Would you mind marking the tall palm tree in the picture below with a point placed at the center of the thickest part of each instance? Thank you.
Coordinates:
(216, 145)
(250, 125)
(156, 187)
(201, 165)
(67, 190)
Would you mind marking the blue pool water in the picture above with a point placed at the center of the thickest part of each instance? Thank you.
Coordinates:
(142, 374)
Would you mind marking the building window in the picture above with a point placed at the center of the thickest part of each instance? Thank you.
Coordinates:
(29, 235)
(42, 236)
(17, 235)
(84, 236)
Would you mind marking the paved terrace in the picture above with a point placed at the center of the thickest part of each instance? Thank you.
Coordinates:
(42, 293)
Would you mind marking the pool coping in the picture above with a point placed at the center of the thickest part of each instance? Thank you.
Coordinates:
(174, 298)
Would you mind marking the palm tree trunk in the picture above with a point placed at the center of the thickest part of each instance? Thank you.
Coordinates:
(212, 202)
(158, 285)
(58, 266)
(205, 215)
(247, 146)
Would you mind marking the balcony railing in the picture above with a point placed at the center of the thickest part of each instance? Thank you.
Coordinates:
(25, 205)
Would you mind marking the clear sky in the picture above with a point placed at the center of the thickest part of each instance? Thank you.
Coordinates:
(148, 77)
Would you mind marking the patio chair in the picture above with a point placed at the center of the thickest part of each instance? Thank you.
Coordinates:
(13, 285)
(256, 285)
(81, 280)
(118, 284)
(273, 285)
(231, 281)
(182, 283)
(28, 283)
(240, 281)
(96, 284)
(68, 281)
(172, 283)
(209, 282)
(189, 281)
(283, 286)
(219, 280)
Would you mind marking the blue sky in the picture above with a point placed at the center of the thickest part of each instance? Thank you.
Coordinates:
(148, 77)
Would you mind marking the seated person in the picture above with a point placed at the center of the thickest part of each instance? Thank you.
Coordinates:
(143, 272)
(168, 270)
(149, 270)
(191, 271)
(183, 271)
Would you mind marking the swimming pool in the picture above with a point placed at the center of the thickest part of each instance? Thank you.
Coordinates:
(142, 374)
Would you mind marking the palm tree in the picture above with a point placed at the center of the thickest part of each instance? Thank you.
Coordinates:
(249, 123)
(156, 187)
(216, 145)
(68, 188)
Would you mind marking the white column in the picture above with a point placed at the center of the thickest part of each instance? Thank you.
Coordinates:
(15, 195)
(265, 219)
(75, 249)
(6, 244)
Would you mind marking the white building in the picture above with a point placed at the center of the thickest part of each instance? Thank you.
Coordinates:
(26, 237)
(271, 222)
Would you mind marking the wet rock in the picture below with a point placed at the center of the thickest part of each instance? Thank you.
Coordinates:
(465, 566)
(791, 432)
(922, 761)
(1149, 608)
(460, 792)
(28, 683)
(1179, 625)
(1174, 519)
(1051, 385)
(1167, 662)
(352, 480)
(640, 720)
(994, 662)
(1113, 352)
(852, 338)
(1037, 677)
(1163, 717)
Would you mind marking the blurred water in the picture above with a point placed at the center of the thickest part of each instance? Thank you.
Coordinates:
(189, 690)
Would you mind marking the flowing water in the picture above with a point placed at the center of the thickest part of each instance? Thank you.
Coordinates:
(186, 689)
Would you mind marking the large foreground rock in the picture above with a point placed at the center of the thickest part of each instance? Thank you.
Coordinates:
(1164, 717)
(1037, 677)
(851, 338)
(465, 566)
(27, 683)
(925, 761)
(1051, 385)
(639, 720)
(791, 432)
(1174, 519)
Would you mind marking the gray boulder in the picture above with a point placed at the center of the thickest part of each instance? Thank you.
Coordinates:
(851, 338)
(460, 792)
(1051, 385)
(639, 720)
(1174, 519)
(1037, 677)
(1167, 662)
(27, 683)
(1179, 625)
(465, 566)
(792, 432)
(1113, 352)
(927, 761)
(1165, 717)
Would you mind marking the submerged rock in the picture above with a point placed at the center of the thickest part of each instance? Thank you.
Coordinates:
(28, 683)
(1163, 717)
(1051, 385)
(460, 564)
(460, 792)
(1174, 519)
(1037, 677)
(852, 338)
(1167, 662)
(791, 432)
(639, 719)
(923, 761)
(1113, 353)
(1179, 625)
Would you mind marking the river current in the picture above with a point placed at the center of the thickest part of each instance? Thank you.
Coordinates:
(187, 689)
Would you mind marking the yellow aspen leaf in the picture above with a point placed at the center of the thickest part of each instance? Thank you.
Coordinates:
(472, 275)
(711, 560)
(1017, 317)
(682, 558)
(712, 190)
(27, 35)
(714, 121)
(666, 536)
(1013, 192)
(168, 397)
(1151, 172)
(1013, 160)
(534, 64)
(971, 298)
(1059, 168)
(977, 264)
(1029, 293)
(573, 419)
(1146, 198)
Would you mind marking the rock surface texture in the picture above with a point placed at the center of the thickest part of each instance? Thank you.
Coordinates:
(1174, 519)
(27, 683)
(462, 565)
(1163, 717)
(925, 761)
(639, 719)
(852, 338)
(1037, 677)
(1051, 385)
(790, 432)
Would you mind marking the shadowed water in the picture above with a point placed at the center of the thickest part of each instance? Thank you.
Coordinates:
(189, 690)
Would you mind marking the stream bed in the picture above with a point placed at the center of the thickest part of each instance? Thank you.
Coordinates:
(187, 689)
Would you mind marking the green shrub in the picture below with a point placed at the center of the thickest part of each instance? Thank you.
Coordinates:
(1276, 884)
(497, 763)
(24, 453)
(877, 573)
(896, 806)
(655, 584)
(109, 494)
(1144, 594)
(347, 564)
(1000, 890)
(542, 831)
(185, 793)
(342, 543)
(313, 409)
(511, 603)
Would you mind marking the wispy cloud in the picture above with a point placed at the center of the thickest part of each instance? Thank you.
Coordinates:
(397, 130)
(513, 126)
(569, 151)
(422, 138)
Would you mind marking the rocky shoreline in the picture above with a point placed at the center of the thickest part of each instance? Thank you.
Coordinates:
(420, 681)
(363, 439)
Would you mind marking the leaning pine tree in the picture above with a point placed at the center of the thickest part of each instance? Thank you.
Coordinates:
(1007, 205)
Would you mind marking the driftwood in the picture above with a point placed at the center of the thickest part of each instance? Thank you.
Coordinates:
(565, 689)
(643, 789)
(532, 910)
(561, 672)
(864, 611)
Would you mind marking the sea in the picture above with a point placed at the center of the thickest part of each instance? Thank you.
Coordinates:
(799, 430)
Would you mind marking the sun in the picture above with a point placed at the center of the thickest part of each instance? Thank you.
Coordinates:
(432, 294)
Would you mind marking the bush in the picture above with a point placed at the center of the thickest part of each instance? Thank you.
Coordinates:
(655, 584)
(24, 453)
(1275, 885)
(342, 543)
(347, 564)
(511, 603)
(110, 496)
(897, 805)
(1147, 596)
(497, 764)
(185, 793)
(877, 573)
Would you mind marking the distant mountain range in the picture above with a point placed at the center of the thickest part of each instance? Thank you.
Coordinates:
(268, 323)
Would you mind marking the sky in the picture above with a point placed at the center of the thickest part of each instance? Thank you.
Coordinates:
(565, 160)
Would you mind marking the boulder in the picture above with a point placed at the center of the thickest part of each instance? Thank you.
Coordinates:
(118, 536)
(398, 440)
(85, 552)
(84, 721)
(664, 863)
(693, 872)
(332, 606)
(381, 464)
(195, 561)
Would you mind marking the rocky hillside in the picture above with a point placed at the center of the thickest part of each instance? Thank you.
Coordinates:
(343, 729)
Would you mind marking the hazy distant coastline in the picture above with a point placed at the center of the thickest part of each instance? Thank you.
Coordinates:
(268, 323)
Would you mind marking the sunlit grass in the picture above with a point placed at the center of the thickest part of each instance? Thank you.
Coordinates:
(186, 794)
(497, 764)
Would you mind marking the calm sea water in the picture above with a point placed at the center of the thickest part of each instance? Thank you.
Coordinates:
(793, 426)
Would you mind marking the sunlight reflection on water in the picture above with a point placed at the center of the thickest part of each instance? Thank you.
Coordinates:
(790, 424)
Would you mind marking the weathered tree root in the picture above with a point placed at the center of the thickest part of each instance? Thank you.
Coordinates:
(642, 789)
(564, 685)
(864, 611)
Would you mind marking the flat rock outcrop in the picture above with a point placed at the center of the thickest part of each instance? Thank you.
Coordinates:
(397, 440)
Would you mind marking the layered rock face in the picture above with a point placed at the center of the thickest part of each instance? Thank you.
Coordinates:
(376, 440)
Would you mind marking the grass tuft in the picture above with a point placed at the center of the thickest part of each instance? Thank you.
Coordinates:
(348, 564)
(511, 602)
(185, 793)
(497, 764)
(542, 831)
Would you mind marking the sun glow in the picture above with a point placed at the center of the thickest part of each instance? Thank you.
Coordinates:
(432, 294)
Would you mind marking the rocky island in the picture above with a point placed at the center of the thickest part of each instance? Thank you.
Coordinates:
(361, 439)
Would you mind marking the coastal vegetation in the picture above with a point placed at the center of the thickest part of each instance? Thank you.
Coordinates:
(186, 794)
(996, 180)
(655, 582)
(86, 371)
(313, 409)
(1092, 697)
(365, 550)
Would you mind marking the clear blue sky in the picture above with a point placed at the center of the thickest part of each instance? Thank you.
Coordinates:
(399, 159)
_ _ _
TASK OBJECTIVE -> Keep only the lines from the one containing "Would you mind marking the layered" to the end of the entries, and repeat them exactly.

COMPLETE RESPONSE ->
Would you mind marking the layered rock face in the picture above with a point placed at the center of the thickest part of each instance? Thank you.
Coordinates:
(376, 440)
Would you mind marking the grass tuft in the picture above with a point placed at the center of the thickest part of each instance? Thank you.
Coordinates:
(348, 564)
(511, 602)
(185, 793)
(497, 764)
(542, 831)
Would you mind marking the sun glow in the picture above with a point placed at the center of the thickest part of each instance? Thank you.
Coordinates:
(432, 294)
Would you mind marking the rocky island in the picture above with a point placed at the center of the thickest part of each instance? Thank you.
Coordinates:
(361, 439)
Would you mind marking the coastal vegetation in the picture above with a point placed at the center of the thickest part of each instance? Thank you.
Coordinates:
(186, 794)
(996, 180)
(655, 582)
(86, 371)
(313, 409)
(1092, 697)
(365, 550)
Would you mind marking the clear blue sky in the picture above with a point placed at the center of the thickest part of each instance? Thank you.
Coordinates:
(399, 159)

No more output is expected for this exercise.